START Input records
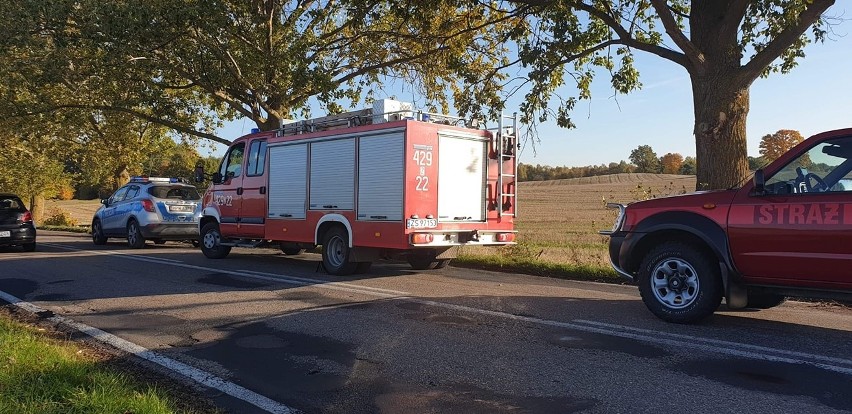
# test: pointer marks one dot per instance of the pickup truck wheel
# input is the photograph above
(135, 239)
(98, 237)
(679, 284)
(335, 253)
(211, 240)
(764, 300)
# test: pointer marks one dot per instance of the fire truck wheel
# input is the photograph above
(98, 237)
(291, 249)
(335, 253)
(210, 238)
(135, 239)
(679, 283)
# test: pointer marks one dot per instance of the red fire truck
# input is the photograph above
(383, 182)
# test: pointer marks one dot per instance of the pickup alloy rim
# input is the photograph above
(675, 283)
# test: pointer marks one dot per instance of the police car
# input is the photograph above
(149, 208)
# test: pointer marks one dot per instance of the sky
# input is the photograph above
(816, 96)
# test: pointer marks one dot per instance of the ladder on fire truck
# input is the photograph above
(507, 146)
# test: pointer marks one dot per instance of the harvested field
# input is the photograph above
(559, 220)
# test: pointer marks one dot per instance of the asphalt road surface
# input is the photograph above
(268, 332)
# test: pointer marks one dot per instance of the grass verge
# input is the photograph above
(40, 373)
(532, 266)
(75, 229)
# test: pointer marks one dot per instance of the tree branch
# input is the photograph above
(693, 54)
(787, 37)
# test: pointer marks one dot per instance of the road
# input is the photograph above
(269, 332)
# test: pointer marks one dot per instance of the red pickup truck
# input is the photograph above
(788, 232)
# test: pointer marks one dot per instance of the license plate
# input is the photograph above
(421, 223)
(180, 209)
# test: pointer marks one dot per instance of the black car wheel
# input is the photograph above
(211, 240)
(135, 239)
(679, 283)
(98, 236)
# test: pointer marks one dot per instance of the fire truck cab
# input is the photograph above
(383, 182)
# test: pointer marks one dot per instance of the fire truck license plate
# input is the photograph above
(421, 223)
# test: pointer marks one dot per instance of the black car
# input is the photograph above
(16, 223)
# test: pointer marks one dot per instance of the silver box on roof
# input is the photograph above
(388, 110)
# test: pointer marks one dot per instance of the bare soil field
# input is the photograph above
(558, 220)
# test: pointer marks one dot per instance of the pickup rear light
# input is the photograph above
(148, 205)
(421, 238)
(505, 237)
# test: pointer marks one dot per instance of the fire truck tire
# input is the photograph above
(98, 237)
(679, 283)
(135, 239)
(335, 253)
(764, 300)
(210, 238)
(291, 250)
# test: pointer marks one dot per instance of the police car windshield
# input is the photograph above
(174, 192)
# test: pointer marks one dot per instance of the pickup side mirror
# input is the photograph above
(759, 183)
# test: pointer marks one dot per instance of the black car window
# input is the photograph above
(11, 203)
(175, 192)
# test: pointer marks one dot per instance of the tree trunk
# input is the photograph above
(720, 132)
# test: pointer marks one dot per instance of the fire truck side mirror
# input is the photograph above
(759, 183)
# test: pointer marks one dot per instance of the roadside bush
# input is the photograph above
(59, 217)
(65, 193)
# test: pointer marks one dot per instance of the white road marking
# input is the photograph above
(677, 341)
(195, 374)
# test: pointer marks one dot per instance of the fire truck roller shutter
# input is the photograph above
(381, 161)
(288, 177)
(332, 172)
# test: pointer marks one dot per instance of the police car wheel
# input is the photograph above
(135, 239)
(679, 283)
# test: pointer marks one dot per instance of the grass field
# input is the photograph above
(558, 223)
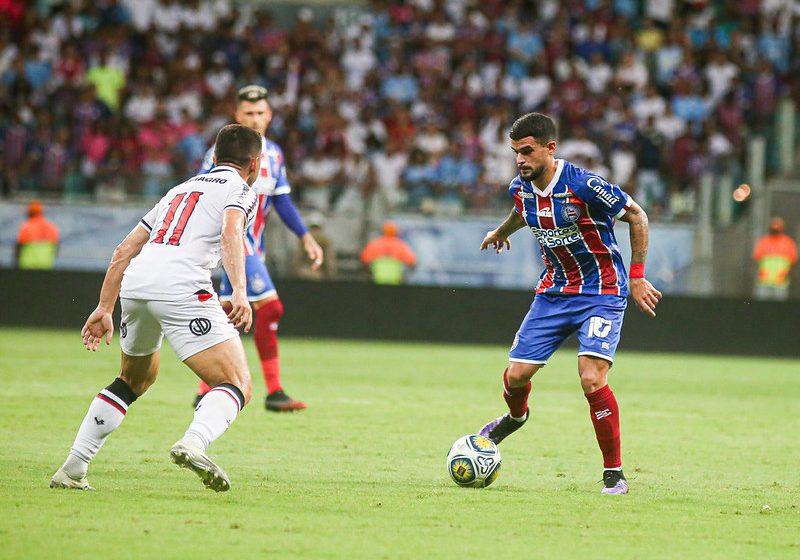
END Input records
Work request →
All the data above is to be transcribed exactly, with no pictures included.

Task response →
# test: pointer marks one dot per instance of the pickup truck wheel
# input is the photograph above
(135, 239)
(98, 237)
(679, 284)
(335, 253)
(211, 240)
(764, 300)
# test: pointer marks one dot per instance of the fire truck wheel
# input is the photograph above
(98, 237)
(291, 249)
(335, 253)
(210, 238)
(135, 239)
(679, 283)
# test: pointer marks one dot per instance of the red fire truck
# input is the photograph above
(383, 182)
# test: pointer marks one dot per instance of the pickup alloy rim
# input is the photograph above
(675, 283)
# test: pointer marks one dot per instance of the police car
# input is the photograph above
(149, 208)
# test: pointer marks one dot per instance of the sky
# input is the photograph above
(816, 96)
# test: pointer marks one dot per instance of the ladder on fire truck
# input is the photograph above
(507, 146)
# test: pointer marks one dot per instance of the harvested field
# input is the photograph above
(559, 220)
# test: pointer marks one dot per instance of the asphalt road surface
# input is the photograph above
(268, 332)
# test: pointer marks one dot per instance of the grass verge
# input is the photograph above
(40, 373)
(532, 266)
(75, 229)
# test: pointer marks one dot per instance of the tree branch
# input is the photograph above
(693, 54)
(787, 37)
# test: pointer marks one dot per instance of the road
# input is the photograph above
(269, 332)
# test: pointer marks one dot per instance of the red pickup truck
# input is the photograph above
(788, 232)
# test: pointer marks one dot per instance of the license plate
# input is the photograph above
(421, 223)
(180, 209)
# test: pointer marks one dot per instance of the black car wheel
# input is the photograph above
(211, 240)
(135, 239)
(679, 283)
(98, 236)
# test: pointer marks one dot per instance of the fire truck cab
# input is the photograph above
(383, 182)
# test: pointer marks one dot per instance of the fire truck license plate
# input is the photograph above
(421, 223)
# test: pointer marks one dot per instance of the black car
# input is the photograph above
(16, 223)
# test: pointer marks one dot per instance of the silver box on roof
# input is the photograph above
(388, 110)
# test: pointer marks one dot per instance of the bare soil field
# input is the photograph above
(558, 220)
# test: pointer marks one dot per instance of the pickup rear light
# input is the photograph above
(148, 205)
(421, 238)
(505, 237)
# test: pointer marks one dot per instance of the fire truck tire
# input is the photograph above
(98, 237)
(679, 283)
(135, 239)
(335, 253)
(764, 300)
(210, 238)
(291, 250)
# test: pointer marks one dot per instance of the police car windshield
# input is the photograph above
(174, 192)
# test: pointer marks one dot per instance of the pickup side mirror
# input is the photograph above
(759, 183)
# test: pointer marks one dot per instance of the black car window
# input is the photograph above
(11, 203)
(175, 192)
# test: pointer marks one dot per instance of the tree trunk
# input is the photograph above
(720, 132)
# test: pointer marks one dot per instance of the fire truck side mirror
# input is the photograph above
(759, 183)
# test: pointer marks one dot per instance of the roadside bush
# input is the photograph above
(59, 217)
(65, 193)
# test: pointer marks one dot per instance of the white road marking
# input is the photograph above
(677, 341)
(195, 374)
# test: pointer marks one dot per instance of the fire truck roller shutter
# input is the photograph above
(381, 161)
(288, 177)
(332, 172)
# test: pointer marks one dot per instance of the police car wheel
# input is the photograph above
(135, 239)
(679, 283)
# test: pointer marks one dot per instance of the grass field
# input is the photograph above
(558, 223)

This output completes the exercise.